*Task goal*
All of the data below should be written out exactly.

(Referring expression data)
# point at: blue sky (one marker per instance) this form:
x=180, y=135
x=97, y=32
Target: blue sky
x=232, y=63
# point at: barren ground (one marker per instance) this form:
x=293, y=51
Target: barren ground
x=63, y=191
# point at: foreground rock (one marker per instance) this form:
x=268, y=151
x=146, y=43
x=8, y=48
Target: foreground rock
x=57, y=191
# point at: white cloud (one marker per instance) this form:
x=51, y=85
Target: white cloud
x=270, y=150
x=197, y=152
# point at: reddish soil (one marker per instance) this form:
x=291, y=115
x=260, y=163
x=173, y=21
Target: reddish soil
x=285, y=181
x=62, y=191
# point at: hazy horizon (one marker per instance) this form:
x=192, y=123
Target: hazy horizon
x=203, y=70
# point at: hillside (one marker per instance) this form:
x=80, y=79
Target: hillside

*Answer space*
# point at: blue sky (one marker per instance) this form:
x=180, y=135
x=97, y=32
Target: blue sky
x=232, y=63
# point at: barren ground (one marker per instance) this form:
x=293, y=51
Target: barren ground
x=63, y=191
# point at: foreground rock (one marker per instance) this form:
x=268, y=151
x=146, y=43
x=8, y=48
Target: foreground rock
x=57, y=191
# point at: white cloud (one marker per instance) this form:
x=51, y=85
Target: white cloud
x=270, y=150
x=197, y=152
# point at: reddish soil (one marker per instance) this form:
x=291, y=115
x=260, y=163
x=173, y=21
Target: reddish soil
x=285, y=181
x=62, y=191
# point at: hazy horizon (one marker per instance) this form:
x=192, y=123
Target: hazy horizon
x=203, y=70
# point at: hillside (one marker per instance) this form:
x=80, y=79
Target: hillside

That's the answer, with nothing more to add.